++++ RECORDS TO PROCESS ++++

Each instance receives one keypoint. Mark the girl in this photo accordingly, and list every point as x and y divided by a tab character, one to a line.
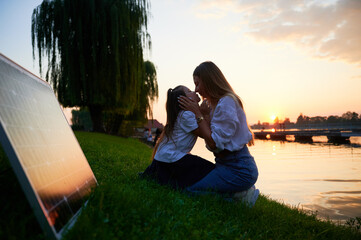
227	135
172	164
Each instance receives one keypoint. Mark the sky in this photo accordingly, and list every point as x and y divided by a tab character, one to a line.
282	57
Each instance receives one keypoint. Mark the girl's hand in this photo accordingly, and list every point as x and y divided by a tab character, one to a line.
188	104
205	108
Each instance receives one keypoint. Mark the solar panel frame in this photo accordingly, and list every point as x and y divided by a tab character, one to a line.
36	201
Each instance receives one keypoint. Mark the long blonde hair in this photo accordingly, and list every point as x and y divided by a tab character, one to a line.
217	86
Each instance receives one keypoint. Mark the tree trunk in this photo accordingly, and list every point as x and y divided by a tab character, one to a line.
97	118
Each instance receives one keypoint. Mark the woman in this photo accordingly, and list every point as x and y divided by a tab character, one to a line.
227	135
172	164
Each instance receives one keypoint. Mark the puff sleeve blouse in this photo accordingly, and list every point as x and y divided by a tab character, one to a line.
229	125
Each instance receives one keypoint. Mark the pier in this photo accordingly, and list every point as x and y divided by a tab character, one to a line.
337	136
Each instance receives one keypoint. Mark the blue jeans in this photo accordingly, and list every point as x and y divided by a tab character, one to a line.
234	173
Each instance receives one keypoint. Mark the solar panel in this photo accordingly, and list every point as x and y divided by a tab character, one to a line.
42	149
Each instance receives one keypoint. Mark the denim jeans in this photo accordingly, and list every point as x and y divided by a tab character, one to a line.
233	173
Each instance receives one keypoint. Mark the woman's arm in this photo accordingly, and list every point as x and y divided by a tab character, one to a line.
203	130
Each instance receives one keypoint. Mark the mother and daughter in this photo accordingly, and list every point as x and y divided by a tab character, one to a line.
221	121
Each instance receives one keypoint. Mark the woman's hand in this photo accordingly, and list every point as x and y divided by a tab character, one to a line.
188	104
205	108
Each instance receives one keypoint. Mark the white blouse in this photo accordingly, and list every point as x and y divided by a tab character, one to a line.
229	125
182	140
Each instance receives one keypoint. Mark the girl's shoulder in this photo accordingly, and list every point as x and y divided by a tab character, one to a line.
227	100
185	115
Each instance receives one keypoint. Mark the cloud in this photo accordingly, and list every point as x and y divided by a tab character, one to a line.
326	29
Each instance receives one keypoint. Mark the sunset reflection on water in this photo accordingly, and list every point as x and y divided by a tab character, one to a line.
317	176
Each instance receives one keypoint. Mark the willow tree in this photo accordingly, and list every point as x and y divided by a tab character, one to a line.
94	52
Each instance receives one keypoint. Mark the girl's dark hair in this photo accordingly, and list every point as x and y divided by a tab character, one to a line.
172	107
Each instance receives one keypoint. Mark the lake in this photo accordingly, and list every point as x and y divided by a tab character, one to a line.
318	176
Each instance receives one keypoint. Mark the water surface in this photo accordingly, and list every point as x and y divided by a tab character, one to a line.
318	176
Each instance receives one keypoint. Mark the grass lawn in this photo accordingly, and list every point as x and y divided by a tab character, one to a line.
126	207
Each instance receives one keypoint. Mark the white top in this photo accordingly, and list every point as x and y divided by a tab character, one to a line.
182	140
229	125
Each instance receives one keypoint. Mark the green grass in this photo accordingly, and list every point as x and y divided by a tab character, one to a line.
126	207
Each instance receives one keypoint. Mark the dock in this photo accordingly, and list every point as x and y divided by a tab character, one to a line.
333	135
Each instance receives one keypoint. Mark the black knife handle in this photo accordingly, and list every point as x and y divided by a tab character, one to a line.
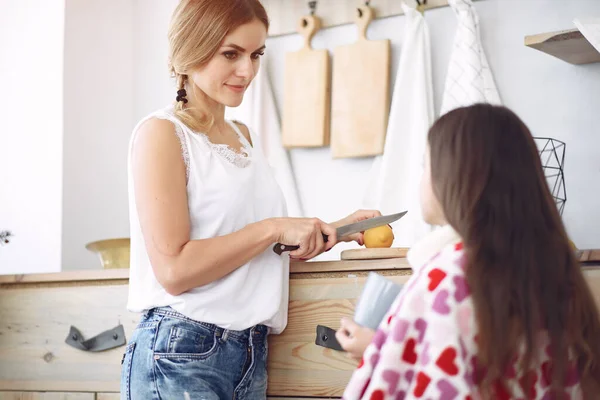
280	248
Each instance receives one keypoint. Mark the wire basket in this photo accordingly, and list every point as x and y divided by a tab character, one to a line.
552	153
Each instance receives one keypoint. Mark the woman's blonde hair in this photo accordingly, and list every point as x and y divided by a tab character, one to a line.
197	30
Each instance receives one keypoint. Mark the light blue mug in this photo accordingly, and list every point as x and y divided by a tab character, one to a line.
375	300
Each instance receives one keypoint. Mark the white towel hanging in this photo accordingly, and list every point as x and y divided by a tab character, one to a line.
469	79
395	175
258	111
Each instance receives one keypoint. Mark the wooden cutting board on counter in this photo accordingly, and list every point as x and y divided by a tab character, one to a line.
360	94
307	89
374	253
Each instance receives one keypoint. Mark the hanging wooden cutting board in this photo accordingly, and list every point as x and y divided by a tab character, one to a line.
361	93
374	253
307	88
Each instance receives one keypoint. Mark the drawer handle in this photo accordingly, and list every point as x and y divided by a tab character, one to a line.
326	338
106	340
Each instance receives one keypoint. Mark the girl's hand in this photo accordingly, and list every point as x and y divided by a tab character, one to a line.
306	233
354	338
357	216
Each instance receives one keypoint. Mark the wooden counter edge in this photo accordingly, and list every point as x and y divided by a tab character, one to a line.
123	273
310	267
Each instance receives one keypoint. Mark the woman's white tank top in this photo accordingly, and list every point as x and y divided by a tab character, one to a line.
226	191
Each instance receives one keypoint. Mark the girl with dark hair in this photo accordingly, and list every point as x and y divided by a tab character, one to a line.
497	306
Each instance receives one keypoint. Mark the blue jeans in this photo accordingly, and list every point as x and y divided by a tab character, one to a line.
169	355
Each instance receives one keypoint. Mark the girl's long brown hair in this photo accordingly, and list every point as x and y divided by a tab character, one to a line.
523	274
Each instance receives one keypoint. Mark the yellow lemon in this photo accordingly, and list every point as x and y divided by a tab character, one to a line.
381	236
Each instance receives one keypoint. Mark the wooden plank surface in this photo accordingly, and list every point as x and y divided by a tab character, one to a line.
47	396
569	45
34	323
120	276
374	253
307	87
284	14
298	367
360	94
108	396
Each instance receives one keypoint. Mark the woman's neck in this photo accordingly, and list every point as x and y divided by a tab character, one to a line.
199	100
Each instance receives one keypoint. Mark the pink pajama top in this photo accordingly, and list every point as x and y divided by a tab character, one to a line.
425	348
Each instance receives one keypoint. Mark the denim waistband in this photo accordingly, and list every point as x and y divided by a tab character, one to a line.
257	330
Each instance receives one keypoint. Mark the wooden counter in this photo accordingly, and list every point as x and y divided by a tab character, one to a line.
37	311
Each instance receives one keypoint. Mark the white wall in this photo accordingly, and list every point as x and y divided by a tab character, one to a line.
99	100
115	60
554	98
31	109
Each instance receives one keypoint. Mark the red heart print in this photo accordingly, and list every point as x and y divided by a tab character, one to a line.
422	383
532	376
446	361
546	374
501	393
409	354
362	392
435	277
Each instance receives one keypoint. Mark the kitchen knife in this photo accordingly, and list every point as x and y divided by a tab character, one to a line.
349	229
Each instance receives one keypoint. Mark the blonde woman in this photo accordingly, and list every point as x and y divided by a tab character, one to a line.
205	213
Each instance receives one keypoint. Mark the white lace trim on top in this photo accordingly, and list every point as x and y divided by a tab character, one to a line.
240	159
185	153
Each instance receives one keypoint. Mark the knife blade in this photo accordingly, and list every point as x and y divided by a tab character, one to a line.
349	229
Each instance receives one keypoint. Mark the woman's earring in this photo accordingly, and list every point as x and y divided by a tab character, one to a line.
181	93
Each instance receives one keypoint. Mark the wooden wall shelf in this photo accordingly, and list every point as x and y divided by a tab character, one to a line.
570	46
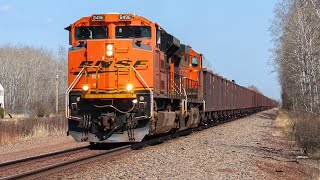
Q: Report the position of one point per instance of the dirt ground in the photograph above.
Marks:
(249, 148)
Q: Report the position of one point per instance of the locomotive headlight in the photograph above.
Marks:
(109, 53)
(85, 87)
(109, 48)
(129, 87)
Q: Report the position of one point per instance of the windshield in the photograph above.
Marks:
(91, 32)
(133, 31)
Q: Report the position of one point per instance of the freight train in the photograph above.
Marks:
(130, 79)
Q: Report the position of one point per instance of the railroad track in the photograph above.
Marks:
(41, 165)
(17, 169)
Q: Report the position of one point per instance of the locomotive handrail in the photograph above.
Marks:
(151, 92)
(74, 82)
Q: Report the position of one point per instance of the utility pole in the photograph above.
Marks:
(57, 94)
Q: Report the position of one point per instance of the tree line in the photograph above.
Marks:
(29, 76)
(296, 37)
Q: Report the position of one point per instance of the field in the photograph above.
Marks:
(14, 130)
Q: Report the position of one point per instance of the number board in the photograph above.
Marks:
(125, 17)
(97, 18)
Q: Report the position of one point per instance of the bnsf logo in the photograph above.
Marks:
(104, 64)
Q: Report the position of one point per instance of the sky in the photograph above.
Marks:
(233, 35)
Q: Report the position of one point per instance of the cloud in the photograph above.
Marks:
(5, 8)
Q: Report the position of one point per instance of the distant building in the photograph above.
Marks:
(2, 95)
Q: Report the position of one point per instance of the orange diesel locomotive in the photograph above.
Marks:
(129, 78)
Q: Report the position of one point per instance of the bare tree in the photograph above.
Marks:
(27, 74)
(296, 35)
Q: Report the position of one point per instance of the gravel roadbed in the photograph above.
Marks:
(33, 147)
(248, 148)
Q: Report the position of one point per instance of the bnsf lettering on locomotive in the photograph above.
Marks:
(98, 17)
(123, 63)
(85, 63)
(107, 64)
(125, 17)
(140, 63)
(104, 64)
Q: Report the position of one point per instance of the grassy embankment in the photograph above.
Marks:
(303, 130)
(14, 130)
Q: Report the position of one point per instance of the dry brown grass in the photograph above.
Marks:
(303, 128)
(284, 122)
(14, 130)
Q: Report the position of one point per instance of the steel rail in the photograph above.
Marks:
(60, 166)
(7, 163)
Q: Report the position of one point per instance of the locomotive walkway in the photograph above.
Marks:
(248, 148)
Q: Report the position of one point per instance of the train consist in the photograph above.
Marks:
(130, 79)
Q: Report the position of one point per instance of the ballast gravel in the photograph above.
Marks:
(248, 148)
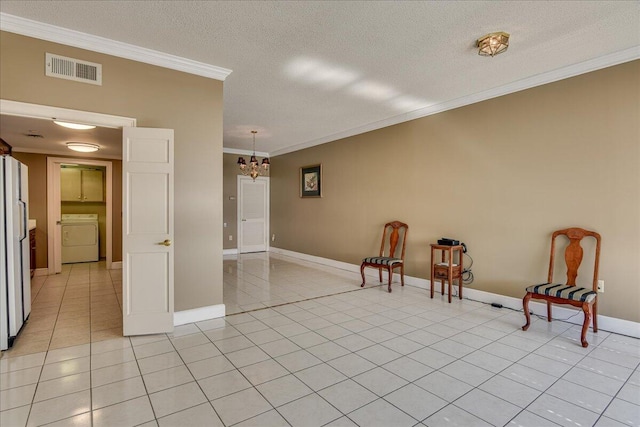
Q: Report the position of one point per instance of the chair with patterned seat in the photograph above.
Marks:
(569, 293)
(397, 231)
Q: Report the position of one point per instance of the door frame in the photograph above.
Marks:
(54, 240)
(266, 214)
(37, 111)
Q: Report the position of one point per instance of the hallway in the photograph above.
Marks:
(82, 304)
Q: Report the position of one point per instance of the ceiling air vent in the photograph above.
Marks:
(73, 69)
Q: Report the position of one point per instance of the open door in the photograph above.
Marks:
(147, 249)
(253, 214)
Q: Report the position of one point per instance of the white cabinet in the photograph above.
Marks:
(81, 185)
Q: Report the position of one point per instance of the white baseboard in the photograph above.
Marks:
(606, 323)
(41, 272)
(198, 314)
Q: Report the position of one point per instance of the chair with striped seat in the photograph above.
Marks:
(387, 259)
(569, 293)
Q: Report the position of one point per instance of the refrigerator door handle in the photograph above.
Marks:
(23, 220)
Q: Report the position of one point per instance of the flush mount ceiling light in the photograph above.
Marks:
(83, 147)
(254, 170)
(70, 125)
(493, 44)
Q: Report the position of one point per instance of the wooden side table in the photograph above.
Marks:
(447, 269)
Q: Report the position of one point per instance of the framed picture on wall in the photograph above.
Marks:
(311, 181)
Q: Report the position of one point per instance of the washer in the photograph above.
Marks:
(80, 242)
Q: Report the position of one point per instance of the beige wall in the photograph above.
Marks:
(500, 175)
(37, 164)
(156, 97)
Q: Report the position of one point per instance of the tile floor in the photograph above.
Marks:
(354, 358)
(78, 306)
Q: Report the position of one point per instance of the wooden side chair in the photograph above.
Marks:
(397, 231)
(569, 293)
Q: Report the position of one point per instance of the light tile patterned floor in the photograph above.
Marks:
(78, 306)
(356, 358)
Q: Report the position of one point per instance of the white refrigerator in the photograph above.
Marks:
(15, 278)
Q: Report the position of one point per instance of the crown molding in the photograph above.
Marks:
(610, 60)
(63, 153)
(244, 152)
(40, 30)
(37, 111)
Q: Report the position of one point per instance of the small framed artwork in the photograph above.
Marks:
(311, 181)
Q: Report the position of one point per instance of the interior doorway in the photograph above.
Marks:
(253, 214)
(55, 201)
(47, 112)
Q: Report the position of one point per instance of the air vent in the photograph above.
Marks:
(73, 69)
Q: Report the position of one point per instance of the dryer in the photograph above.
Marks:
(80, 238)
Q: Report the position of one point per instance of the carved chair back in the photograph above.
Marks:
(397, 231)
(573, 254)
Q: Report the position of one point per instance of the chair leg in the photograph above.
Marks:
(525, 306)
(585, 324)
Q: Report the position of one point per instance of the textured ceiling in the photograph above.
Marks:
(38, 136)
(306, 72)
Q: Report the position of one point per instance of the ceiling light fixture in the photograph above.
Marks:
(493, 44)
(83, 147)
(70, 125)
(254, 170)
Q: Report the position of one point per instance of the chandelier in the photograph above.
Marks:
(254, 170)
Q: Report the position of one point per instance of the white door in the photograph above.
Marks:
(253, 214)
(147, 247)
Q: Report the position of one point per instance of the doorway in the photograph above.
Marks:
(47, 113)
(253, 214)
(56, 203)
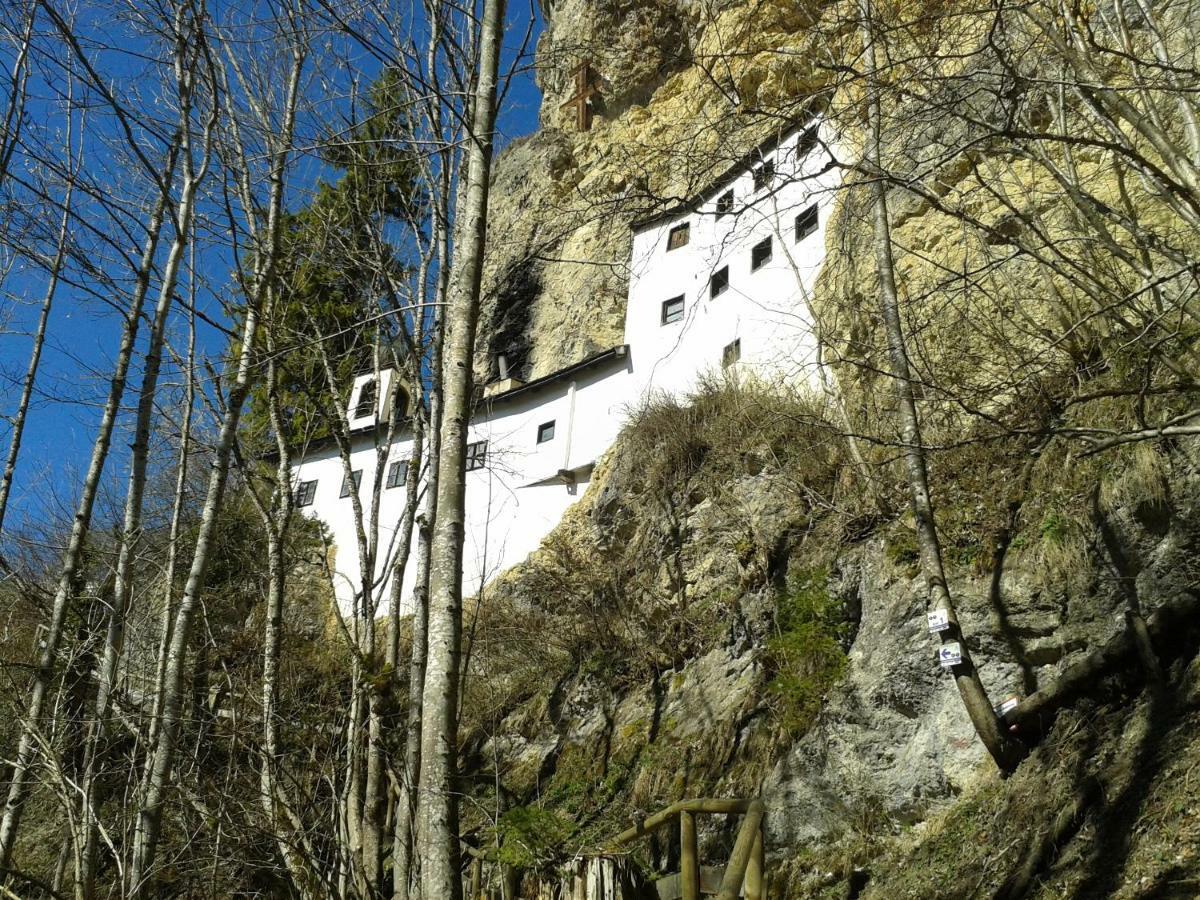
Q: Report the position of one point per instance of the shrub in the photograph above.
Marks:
(805, 655)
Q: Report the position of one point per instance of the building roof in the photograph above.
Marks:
(587, 363)
(727, 175)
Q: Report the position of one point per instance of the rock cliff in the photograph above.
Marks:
(732, 609)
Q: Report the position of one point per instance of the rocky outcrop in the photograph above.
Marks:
(675, 108)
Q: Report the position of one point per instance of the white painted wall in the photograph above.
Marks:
(767, 309)
(515, 501)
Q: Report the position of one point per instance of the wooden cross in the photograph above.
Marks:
(585, 89)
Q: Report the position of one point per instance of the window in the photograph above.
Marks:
(672, 310)
(400, 403)
(760, 255)
(807, 223)
(477, 455)
(765, 174)
(720, 281)
(678, 237)
(397, 473)
(306, 492)
(808, 142)
(357, 477)
(366, 401)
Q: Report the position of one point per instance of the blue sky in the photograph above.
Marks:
(83, 334)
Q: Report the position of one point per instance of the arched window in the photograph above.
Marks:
(365, 406)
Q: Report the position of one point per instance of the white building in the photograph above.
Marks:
(718, 285)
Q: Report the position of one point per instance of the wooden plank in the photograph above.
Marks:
(707, 805)
(756, 869)
(689, 863)
(743, 849)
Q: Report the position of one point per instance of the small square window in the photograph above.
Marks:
(765, 174)
(357, 475)
(807, 222)
(678, 237)
(672, 310)
(366, 400)
(808, 142)
(720, 281)
(760, 255)
(732, 353)
(306, 492)
(397, 474)
(477, 455)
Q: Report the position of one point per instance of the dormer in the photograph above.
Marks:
(373, 399)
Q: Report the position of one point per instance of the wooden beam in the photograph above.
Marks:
(689, 862)
(743, 849)
(756, 869)
(663, 817)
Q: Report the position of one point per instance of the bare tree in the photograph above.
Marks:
(438, 819)
(279, 136)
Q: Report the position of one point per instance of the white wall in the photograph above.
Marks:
(766, 310)
(520, 495)
(511, 503)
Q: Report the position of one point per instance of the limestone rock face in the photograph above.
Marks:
(672, 111)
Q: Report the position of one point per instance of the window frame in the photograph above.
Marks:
(765, 174)
(670, 315)
(306, 493)
(807, 143)
(477, 455)
(683, 228)
(719, 282)
(397, 474)
(731, 354)
(357, 477)
(400, 402)
(813, 211)
(756, 261)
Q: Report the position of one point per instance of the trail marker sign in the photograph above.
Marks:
(949, 654)
(937, 621)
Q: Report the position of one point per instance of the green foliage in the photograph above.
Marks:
(529, 837)
(335, 258)
(805, 654)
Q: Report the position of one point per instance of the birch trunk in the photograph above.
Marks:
(406, 805)
(72, 557)
(1003, 748)
(147, 831)
(131, 533)
(438, 822)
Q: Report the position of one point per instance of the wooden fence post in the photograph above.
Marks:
(756, 869)
(743, 849)
(689, 862)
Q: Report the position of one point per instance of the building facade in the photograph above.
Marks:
(718, 287)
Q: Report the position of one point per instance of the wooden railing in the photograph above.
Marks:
(744, 871)
(747, 865)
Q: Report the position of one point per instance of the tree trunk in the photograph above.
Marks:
(1005, 750)
(72, 557)
(438, 839)
(131, 533)
(145, 838)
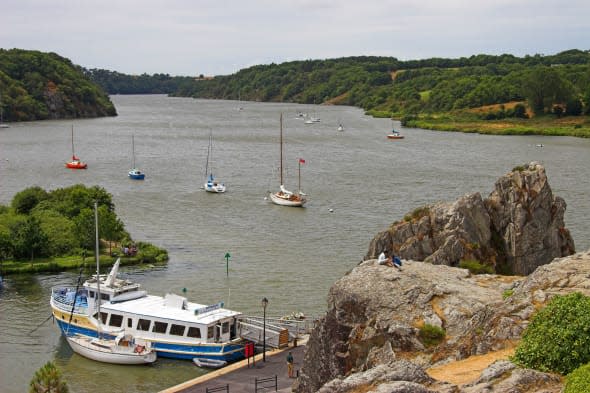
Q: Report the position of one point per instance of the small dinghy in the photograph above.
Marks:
(209, 363)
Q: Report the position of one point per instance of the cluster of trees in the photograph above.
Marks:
(36, 86)
(553, 83)
(117, 83)
(557, 339)
(57, 223)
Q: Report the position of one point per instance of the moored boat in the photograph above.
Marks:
(395, 135)
(171, 325)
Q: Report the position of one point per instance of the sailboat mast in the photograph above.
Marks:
(281, 143)
(73, 154)
(98, 297)
(133, 149)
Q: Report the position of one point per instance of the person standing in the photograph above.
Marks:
(290, 364)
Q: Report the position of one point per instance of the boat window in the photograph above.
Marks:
(159, 327)
(143, 324)
(116, 320)
(177, 330)
(194, 332)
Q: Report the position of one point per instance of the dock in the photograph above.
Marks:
(253, 375)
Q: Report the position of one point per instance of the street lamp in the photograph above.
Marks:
(264, 304)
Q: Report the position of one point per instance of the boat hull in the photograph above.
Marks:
(122, 355)
(81, 325)
(136, 175)
(214, 188)
(76, 165)
(293, 201)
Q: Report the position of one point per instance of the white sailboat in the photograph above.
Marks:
(285, 197)
(135, 173)
(211, 185)
(123, 349)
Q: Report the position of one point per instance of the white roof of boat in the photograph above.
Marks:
(154, 307)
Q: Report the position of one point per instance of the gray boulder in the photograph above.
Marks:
(516, 229)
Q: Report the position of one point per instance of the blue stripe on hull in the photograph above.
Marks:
(231, 352)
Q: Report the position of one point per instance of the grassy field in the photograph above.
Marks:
(577, 126)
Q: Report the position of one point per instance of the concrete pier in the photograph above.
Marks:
(241, 377)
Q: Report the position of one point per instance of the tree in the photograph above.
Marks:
(28, 238)
(48, 379)
(543, 87)
(24, 201)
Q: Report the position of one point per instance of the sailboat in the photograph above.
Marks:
(2, 124)
(75, 163)
(211, 185)
(285, 197)
(123, 349)
(135, 173)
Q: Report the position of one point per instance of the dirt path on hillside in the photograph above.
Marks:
(467, 370)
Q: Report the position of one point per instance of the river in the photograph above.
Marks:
(358, 183)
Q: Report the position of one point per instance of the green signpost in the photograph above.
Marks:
(227, 257)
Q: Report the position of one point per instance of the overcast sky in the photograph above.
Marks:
(218, 37)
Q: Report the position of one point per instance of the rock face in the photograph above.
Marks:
(516, 229)
(376, 314)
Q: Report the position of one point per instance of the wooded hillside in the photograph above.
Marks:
(36, 85)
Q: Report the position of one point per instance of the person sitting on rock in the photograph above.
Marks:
(384, 260)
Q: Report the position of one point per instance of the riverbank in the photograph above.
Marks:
(58, 264)
(550, 125)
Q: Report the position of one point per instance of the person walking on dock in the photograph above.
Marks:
(290, 364)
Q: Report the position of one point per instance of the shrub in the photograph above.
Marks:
(417, 213)
(431, 335)
(475, 267)
(578, 380)
(558, 337)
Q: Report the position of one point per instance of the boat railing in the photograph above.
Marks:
(63, 298)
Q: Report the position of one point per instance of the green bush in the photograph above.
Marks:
(578, 381)
(475, 267)
(558, 337)
(431, 335)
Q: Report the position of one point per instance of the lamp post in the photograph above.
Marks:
(264, 304)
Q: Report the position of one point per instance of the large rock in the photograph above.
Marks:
(375, 314)
(516, 229)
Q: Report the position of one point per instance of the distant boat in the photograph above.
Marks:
(285, 197)
(122, 349)
(2, 124)
(135, 173)
(395, 135)
(211, 185)
(76, 163)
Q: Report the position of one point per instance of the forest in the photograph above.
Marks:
(60, 223)
(37, 86)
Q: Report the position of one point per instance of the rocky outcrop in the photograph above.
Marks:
(376, 314)
(517, 228)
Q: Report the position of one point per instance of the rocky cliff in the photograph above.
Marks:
(517, 228)
(371, 337)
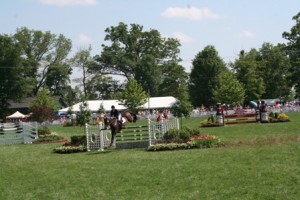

++++

*EXERCISE DETAILS*: Copy each line of the data that contains the word "train".

*RESULT FOR THIS TASK*:
Q: Report the position of one point per instance of the freight train in the photograph above.
Q: Report the position of one point per instance of the train consist in the photograph above.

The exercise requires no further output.